- Stated problem A: From the marine diesel engine passage, set down the portion starting at "Diesel engines today" and ending at "stroke, crosshead diesels.", unchanged.
- Stated problem B: According to the marine diesel engine passage, what range of maximum operating speed defines a medium speed engine?

##### Source document

The reciprocating marine diesel engine first came into use in 1903 when the diesel electric rivertanker Vandal was put in service by Branobel. Diesel engines soon offered greater efficiency than the steam turbine, but for many years had an inferior power-to-space ratio. The advent of turbocharging however hastened their adoption, by permitting greater power densities.

Diesel engines today are broadly classified according to

  • Their operating cycle: two-stroke engine or four-stroke engine
  • Their construction: crosshead, trunk, or opposed piston
  • Their speed
    • Slow speed: any engine with a maximum operating speed up to 300 revolutions per minute (rpm), although most large two-stroke slow speed diesel engines operate below 120 rpm. Some very long stroke engines have a maximum speed of around 80 rpm. The largest, most powerful engines in the world are slow speed, two stroke, crosshead diesels.
    • Medium speed: any engine with a maximum operating speed in the range 300-900 rpm. Many modern four-stroke medium speed diesel engines have a maximum operating speed of around 500 rpm.
    • High speed: any engine with a maximum operating speed above 900 rpm.

Most modern larger merchant ships use either slow speed, two stroke, crosshead engines, or medium speed, four stroke, trunk engines. Some smaller vessels may use high speed diesel engines.

##########
##### Data lines

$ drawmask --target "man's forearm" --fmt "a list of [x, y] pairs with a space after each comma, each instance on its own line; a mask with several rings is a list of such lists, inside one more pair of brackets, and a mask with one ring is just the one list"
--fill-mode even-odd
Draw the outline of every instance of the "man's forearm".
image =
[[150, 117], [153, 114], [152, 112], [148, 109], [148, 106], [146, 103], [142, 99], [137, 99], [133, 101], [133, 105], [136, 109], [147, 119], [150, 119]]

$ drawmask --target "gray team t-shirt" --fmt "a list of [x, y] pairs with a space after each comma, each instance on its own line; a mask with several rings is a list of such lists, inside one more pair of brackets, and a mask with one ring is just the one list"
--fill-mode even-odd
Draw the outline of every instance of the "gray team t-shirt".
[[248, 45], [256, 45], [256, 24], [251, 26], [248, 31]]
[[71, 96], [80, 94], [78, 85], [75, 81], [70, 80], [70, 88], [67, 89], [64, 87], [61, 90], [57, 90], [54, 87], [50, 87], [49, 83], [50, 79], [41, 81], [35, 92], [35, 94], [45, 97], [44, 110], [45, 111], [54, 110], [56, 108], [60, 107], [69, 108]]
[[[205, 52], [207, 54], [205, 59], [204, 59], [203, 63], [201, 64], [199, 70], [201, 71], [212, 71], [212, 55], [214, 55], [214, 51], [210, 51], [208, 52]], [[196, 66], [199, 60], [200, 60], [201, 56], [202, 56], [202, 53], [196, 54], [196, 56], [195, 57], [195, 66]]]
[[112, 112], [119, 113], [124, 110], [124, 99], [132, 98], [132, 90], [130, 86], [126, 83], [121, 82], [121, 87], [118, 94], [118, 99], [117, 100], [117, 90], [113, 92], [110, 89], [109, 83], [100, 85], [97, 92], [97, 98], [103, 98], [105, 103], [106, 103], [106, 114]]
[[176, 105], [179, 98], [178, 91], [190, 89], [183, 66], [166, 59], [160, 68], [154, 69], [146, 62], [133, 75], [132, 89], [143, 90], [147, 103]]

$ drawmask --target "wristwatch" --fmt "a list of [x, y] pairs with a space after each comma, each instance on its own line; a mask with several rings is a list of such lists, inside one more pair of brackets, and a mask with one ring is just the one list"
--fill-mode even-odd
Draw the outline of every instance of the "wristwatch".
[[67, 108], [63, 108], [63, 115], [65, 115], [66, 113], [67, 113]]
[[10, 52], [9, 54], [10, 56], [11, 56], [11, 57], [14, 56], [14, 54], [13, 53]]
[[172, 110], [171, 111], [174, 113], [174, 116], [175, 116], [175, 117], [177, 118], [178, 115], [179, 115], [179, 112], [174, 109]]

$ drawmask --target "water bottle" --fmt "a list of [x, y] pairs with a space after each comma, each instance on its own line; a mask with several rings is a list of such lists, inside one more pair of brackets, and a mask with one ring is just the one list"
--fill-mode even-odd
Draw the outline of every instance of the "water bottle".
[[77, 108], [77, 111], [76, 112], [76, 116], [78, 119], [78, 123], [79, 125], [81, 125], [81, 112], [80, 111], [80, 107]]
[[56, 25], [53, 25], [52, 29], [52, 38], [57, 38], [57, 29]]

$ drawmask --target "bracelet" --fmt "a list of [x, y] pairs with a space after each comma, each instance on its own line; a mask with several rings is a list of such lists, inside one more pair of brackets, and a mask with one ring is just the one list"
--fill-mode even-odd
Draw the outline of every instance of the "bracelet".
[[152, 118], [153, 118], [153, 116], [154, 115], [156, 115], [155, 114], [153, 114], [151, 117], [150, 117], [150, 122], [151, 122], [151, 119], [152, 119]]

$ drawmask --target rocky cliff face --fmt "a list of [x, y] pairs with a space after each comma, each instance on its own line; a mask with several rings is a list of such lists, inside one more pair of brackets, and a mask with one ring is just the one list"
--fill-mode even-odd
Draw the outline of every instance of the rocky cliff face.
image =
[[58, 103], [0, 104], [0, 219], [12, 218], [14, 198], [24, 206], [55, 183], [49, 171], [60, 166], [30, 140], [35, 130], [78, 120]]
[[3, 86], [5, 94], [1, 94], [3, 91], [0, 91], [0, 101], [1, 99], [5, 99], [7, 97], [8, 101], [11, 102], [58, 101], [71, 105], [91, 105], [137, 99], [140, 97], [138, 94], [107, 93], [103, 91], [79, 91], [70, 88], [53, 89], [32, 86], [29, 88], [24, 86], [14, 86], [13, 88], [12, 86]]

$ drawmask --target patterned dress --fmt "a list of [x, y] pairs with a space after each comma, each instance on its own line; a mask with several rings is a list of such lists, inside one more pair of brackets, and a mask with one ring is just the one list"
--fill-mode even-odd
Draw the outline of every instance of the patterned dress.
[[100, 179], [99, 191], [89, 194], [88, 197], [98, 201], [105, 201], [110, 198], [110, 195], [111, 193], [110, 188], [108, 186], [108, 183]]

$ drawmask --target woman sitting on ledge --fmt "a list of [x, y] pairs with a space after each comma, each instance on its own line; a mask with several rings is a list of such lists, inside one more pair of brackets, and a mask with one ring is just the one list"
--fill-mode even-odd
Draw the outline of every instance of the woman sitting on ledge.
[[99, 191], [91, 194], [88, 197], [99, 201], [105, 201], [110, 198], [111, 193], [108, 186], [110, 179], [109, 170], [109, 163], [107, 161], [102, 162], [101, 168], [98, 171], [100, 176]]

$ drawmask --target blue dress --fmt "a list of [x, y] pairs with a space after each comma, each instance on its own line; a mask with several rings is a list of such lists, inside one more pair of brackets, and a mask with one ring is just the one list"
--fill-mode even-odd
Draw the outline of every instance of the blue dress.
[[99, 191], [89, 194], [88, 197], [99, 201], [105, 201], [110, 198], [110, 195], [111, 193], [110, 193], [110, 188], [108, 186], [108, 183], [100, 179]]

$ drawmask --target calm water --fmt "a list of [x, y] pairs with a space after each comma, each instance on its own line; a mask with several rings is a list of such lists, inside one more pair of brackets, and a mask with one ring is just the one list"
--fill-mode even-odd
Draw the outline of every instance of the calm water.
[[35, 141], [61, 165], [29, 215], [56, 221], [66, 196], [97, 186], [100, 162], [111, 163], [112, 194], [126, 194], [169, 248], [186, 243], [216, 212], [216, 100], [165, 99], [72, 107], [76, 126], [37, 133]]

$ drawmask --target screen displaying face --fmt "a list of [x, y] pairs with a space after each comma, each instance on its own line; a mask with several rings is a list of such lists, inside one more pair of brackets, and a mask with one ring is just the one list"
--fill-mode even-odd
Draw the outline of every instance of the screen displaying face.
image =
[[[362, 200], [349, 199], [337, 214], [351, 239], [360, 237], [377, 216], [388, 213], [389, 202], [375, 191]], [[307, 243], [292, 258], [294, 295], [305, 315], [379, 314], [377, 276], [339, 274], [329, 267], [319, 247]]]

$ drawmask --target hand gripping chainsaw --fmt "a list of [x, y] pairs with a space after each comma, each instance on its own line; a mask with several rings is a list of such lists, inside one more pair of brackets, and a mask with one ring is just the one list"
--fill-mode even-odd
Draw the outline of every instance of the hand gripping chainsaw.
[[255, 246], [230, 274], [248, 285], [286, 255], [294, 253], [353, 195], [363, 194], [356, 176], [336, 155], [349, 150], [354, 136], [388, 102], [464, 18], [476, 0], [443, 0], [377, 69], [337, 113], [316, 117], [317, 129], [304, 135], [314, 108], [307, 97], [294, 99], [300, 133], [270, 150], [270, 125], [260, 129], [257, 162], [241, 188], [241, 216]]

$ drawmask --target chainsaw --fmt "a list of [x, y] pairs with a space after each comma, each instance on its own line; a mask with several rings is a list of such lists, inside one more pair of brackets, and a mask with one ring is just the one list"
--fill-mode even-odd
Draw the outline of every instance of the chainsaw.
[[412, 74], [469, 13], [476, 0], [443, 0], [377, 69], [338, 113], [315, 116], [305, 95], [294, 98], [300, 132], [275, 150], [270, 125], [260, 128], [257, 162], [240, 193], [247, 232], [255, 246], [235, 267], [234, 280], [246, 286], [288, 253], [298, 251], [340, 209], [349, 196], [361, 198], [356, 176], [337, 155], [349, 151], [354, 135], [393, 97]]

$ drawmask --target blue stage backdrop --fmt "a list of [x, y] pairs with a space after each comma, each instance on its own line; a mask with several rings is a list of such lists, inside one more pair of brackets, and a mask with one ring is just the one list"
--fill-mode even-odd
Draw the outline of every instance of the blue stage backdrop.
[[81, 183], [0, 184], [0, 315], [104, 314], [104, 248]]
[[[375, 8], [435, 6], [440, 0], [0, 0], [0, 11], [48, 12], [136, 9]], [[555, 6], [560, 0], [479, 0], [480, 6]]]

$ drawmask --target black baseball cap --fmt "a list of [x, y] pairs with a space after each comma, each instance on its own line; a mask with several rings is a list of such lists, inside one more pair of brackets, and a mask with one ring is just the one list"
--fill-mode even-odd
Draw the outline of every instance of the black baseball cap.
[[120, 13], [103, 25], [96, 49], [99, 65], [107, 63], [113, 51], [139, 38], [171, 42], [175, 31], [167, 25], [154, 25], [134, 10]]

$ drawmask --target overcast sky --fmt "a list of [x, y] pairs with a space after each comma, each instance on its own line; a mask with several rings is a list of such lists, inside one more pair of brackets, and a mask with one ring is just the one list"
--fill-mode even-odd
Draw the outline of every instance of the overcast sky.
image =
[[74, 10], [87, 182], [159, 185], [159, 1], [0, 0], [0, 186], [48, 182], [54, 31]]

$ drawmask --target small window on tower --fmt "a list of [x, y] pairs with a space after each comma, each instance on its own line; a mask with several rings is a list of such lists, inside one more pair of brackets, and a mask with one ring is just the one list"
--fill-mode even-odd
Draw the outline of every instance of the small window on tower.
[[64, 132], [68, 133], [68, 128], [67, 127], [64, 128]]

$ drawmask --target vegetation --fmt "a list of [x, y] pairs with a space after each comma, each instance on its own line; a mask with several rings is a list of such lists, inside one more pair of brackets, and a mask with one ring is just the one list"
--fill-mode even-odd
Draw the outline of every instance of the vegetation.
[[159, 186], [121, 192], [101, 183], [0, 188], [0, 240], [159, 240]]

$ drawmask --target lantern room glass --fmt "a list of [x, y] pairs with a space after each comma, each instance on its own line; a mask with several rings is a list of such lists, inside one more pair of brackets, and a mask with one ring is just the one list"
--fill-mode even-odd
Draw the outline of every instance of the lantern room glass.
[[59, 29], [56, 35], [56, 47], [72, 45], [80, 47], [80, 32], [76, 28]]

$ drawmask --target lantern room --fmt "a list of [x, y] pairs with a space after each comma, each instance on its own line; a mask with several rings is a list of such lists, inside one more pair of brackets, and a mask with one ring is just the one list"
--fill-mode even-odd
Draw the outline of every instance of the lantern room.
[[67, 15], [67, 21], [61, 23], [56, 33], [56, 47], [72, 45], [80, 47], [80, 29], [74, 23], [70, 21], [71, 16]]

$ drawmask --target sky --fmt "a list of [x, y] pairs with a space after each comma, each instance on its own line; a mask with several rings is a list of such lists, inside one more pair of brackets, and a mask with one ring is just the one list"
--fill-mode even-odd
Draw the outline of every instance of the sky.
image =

##########

- Task answer A:
Diesel engines today are broadly classified according to

  • Their operating cycle: two-stroke engine or four-stroke engine
  • Their construction: crosshead, trunk, or opposed piston
  • Their speed
    • Slow speed: any engine with a maximum operating speed up to 300 revolutions per minute (rpm), although most large two-stroke slow speed diesel engines operate below 120 rpm. Some very long stroke engines have a maximum speed of around 80 rpm. The largest, most powerful engines in the world are slow speed, two stroke, crosshead diesels.

- Task answer B: 300-900 rpm